**Requirements**: Reproduce the data below word for word, but omit the pictures from your answer.

**Given records**:
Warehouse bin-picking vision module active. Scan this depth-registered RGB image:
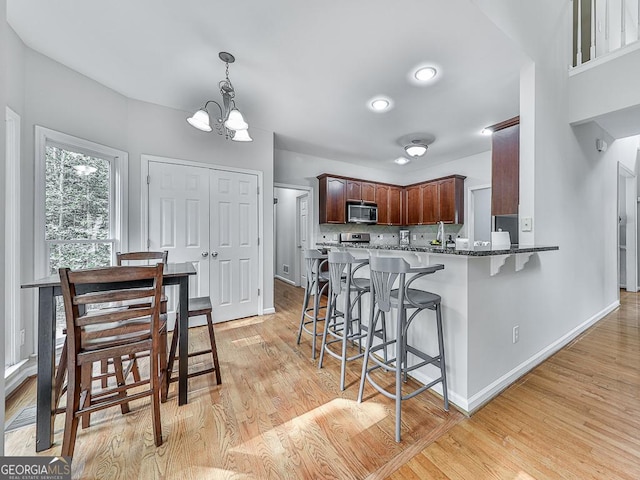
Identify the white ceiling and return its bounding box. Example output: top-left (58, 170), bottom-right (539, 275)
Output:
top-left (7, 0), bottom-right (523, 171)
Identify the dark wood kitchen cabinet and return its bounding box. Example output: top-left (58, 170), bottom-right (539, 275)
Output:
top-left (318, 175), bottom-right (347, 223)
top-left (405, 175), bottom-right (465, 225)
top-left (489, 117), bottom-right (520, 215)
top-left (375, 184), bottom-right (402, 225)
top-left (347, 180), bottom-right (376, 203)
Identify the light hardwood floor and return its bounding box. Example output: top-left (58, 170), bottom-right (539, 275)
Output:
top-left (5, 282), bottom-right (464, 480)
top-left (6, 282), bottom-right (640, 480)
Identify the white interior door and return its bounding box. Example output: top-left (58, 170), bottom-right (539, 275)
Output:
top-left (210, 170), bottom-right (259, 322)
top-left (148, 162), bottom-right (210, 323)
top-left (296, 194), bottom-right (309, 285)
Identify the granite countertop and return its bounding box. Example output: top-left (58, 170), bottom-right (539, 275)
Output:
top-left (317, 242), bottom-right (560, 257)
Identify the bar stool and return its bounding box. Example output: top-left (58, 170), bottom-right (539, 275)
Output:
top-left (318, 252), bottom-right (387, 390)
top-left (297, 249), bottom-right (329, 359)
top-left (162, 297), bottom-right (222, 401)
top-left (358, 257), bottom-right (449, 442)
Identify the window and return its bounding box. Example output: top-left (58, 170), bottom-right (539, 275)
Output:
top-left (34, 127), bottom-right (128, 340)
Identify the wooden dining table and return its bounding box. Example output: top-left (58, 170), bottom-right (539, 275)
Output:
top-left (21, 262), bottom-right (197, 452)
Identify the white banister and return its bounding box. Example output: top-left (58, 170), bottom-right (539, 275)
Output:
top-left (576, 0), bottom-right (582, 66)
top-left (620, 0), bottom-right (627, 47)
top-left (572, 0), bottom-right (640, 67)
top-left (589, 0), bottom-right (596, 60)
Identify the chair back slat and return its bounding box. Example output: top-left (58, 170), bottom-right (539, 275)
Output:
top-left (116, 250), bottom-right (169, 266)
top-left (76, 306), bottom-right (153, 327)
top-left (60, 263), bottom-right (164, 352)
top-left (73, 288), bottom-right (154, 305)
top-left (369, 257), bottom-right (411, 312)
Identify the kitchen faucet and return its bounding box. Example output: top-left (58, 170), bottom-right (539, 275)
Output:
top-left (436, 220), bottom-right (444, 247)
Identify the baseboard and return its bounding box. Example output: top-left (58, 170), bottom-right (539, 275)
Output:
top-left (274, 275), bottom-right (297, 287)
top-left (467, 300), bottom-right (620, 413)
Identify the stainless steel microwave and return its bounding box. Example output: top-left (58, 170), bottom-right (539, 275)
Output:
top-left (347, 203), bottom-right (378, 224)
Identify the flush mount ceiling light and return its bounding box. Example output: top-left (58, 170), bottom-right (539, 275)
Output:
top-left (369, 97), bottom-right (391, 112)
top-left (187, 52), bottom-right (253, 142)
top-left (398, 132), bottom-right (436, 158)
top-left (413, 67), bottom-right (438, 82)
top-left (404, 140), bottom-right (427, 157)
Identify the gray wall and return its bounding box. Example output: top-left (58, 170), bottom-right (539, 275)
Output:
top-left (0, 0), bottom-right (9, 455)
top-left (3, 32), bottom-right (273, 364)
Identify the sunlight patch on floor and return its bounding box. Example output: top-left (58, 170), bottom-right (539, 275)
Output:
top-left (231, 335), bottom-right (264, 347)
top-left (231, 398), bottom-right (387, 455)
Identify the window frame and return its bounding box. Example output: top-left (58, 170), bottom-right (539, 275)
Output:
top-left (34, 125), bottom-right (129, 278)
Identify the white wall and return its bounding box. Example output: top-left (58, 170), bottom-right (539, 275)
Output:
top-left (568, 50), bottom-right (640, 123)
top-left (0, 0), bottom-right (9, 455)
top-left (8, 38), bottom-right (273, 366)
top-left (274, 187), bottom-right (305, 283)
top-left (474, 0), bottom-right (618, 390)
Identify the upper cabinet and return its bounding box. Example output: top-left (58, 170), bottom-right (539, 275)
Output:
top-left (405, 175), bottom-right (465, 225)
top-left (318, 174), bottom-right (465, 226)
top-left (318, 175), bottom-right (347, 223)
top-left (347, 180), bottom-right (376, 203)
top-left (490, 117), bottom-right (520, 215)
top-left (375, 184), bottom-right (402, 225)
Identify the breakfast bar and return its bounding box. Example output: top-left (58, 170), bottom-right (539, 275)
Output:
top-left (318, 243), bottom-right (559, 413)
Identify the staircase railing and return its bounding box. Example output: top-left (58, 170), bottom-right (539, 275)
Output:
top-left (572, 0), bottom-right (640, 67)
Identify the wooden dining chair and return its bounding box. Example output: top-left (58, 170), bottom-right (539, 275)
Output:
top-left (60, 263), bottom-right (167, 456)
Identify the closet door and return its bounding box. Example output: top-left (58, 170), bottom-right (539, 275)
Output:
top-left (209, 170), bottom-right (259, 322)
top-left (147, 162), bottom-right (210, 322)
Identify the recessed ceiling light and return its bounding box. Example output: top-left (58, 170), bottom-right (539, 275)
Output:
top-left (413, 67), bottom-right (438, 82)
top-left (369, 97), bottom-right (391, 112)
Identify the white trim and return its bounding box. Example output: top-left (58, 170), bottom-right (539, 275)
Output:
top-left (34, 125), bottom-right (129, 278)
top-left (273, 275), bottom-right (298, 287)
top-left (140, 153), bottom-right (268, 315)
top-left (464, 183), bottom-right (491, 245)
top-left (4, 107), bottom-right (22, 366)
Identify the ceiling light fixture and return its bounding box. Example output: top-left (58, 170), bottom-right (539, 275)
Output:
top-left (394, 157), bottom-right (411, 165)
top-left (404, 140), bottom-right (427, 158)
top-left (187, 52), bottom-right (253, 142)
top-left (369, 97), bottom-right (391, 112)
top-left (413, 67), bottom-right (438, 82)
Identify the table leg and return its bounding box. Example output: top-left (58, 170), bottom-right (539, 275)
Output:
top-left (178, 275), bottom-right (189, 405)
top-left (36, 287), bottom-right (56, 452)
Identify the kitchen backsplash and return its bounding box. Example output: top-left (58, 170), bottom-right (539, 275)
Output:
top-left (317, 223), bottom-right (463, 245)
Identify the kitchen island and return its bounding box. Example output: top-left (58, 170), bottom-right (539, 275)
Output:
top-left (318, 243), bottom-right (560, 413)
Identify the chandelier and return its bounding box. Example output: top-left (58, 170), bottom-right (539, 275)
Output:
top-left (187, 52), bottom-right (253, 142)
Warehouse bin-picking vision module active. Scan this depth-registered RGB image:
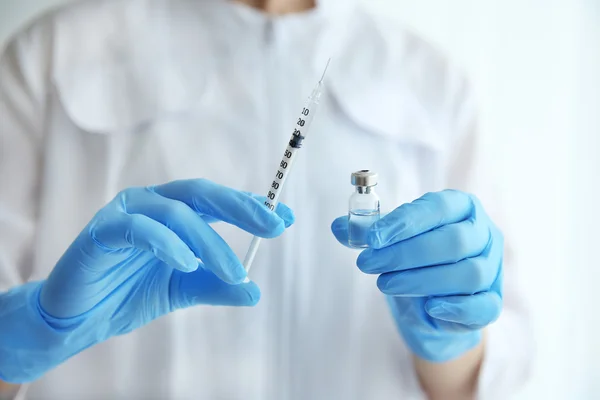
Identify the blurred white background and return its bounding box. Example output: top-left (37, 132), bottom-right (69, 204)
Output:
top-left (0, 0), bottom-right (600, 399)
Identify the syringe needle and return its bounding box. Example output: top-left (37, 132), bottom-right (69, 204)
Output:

**Written answer**:
Warehouse bin-picking vision module active. Scan this depth-registered RGB image:
Identify the white ceiling and return its bounding box. Example output: top-left (58, 170), bottom-right (539, 275)
Output:
top-left (7, 0), bottom-right (523, 171)
Identify the dark wood kitchen cabinet and return its bounding box. Example output: top-left (58, 170), bottom-right (539, 275)
Output:
top-left (318, 175), bottom-right (347, 223)
top-left (405, 175), bottom-right (465, 225)
top-left (489, 117), bottom-right (520, 215)
top-left (375, 184), bottom-right (402, 225)
top-left (347, 180), bottom-right (376, 203)
Identify the light hardwood floor and return its bounding box. Example output: top-left (58, 170), bottom-right (539, 275)
Output:
top-left (5, 282), bottom-right (464, 480)
top-left (6, 282), bottom-right (640, 480)
Identify the white interior door and return its bounding box. Example output: top-left (58, 170), bottom-right (539, 275)
Output:
top-left (210, 170), bottom-right (259, 322)
top-left (148, 162), bottom-right (210, 323)
top-left (296, 194), bottom-right (309, 285)
Identify the granite countertop and return its bounding box. Example output: top-left (58, 170), bottom-right (539, 275)
Output:
top-left (317, 242), bottom-right (560, 257)
Identify the bar stool and return its bounding box. Example output: top-left (58, 170), bottom-right (539, 275)
Output:
top-left (318, 252), bottom-right (387, 390)
top-left (297, 249), bottom-right (329, 359)
top-left (162, 297), bottom-right (222, 401)
top-left (358, 257), bottom-right (449, 442)
Identify the window and return its bounding box. Example output: top-left (58, 170), bottom-right (539, 275)
Output:
top-left (34, 127), bottom-right (128, 340)
Identify the wooden dining table and return its bounding box. Example output: top-left (58, 170), bottom-right (539, 275)
Output:
top-left (21, 262), bottom-right (197, 452)
Identify the white banister and return its bounding box. Example output: top-left (58, 170), bottom-right (539, 275)
Output:
top-left (576, 0), bottom-right (582, 66)
top-left (620, 0), bottom-right (627, 47)
top-left (572, 0), bottom-right (640, 67)
top-left (589, 0), bottom-right (596, 60)
Identify the chair back slat and return its bounding box. Example output: top-left (58, 170), bottom-right (539, 275)
Output:
top-left (116, 250), bottom-right (169, 266)
top-left (76, 306), bottom-right (153, 327)
top-left (60, 263), bottom-right (164, 352)
top-left (73, 288), bottom-right (154, 305)
top-left (369, 257), bottom-right (411, 312)
Identify the kitchen faucet and return its bounding box. Example output: top-left (58, 170), bottom-right (539, 275)
Output:
top-left (436, 220), bottom-right (444, 247)
Identify the baseboard and return its bounding box. Example output: top-left (58, 170), bottom-right (539, 275)
Output:
top-left (274, 275), bottom-right (297, 287)
top-left (467, 300), bottom-right (620, 413)
Identify the stainless steel microwave and return its bounding box. Example output: top-left (58, 170), bottom-right (539, 275)
Output:
top-left (347, 203), bottom-right (378, 224)
Identify the flush mount ceiling light and return its bounding box. Example output: top-left (58, 170), bottom-right (539, 275)
Output:
top-left (369, 97), bottom-right (391, 112)
top-left (187, 52), bottom-right (253, 142)
top-left (398, 132), bottom-right (436, 158)
top-left (413, 67), bottom-right (438, 82)
top-left (404, 140), bottom-right (427, 157)
Identify the gray wall and return its bounding box. Example output: top-left (58, 170), bottom-right (539, 275)
Output:
top-left (0, 0), bottom-right (9, 455)
top-left (3, 32), bottom-right (273, 364)
Identify the sunlight patch on floor and return its bounding box. Example output: top-left (58, 170), bottom-right (539, 275)
Output:
top-left (231, 335), bottom-right (264, 347)
top-left (231, 398), bottom-right (387, 455)
Identify the window frame and return its bounding box. Example output: top-left (58, 170), bottom-right (539, 275)
Output:
top-left (34, 125), bottom-right (129, 278)
Identify the white wall and return its bounding box. Example output: top-left (58, 170), bottom-right (539, 275)
Output:
top-left (568, 50), bottom-right (640, 123)
top-left (0, 0), bottom-right (9, 455)
top-left (8, 38), bottom-right (273, 366)
top-left (274, 187), bottom-right (305, 283)
top-left (474, 0), bottom-right (618, 390)
Identify the upper cabinet and return its bounding box. Example output: top-left (58, 170), bottom-right (539, 275)
Output:
top-left (405, 175), bottom-right (465, 225)
top-left (318, 174), bottom-right (465, 226)
top-left (318, 175), bottom-right (347, 223)
top-left (347, 180), bottom-right (376, 203)
top-left (490, 117), bottom-right (520, 215)
top-left (375, 184), bottom-right (402, 225)
Identify the breakfast bar and return its bounding box. Example output: top-left (58, 170), bottom-right (539, 275)
Output:
top-left (318, 243), bottom-right (559, 413)
Identify the staircase railing and return its bounding box. Example output: top-left (58, 170), bottom-right (539, 275)
Output:
top-left (572, 0), bottom-right (640, 67)
Identify the wooden dining chair and return its bounding box. Example output: top-left (58, 170), bottom-right (539, 275)
Output:
top-left (60, 263), bottom-right (167, 456)
Identify the closet door and return its bounding box. Example output: top-left (58, 170), bottom-right (539, 275)
Output:
top-left (209, 170), bottom-right (259, 322)
top-left (147, 162), bottom-right (210, 322)
Identify the recessed ceiling light and return its bounding box. Example output: top-left (58, 170), bottom-right (539, 275)
Output:
top-left (413, 67), bottom-right (438, 82)
top-left (369, 97), bottom-right (391, 112)
Identify the white trim and return its bounding box. Example output: top-left (58, 170), bottom-right (539, 275)
Output:
top-left (34, 125), bottom-right (129, 278)
top-left (273, 275), bottom-right (298, 287)
top-left (140, 153), bottom-right (268, 315)
top-left (464, 183), bottom-right (491, 245)
top-left (4, 107), bottom-right (22, 366)
Identify the ceiling light fixture and return its bounding box. Example output: top-left (58, 170), bottom-right (539, 275)
Output:
top-left (394, 157), bottom-right (411, 165)
top-left (404, 140), bottom-right (427, 158)
top-left (187, 52), bottom-right (253, 142)
top-left (369, 97), bottom-right (391, 112)
top-left (413, 67), bottom-right (438, 82)
Identify the table leg and return its bounding box. Example output: top-left (58, 170), bottom-right (539, 275)
Output:
top-left (178, 275), bottom-right (189, 405)
top-left (36, 287), bottom-right (56, 452)
Identify the kitchen backsplash and return its bounding box. Example output: top-left (58, 170), bottom-right (539, 275)
Output:
top-left (317, 223), bottom-right (463, 245)
Identify the kitchen island and return its bounding box. Example output: top-left (58, 170), bottom-right (539, 275)
Output:
top-left (318, 243), bottom-right (560, 413)
Identify the chandelier and return its bounding box. Example output: top-left (58, 170), bottom-right (539, 275)
Output:
top-left (187, 52), bottom-right (253, 142)
Warehouse bin-picking vision module active. Scan this depth-registered RGB image:
Identify the blurred white background and return its bounding box. Example output: top-left (37, 132), bottom-right (69, 204)
Output:
top-left (0, 0), bottom-right (600, 399)
Identify the syringe needle and return its bounding box. Example output: top-left (37, 132), bottom-right (69, 204)
Output:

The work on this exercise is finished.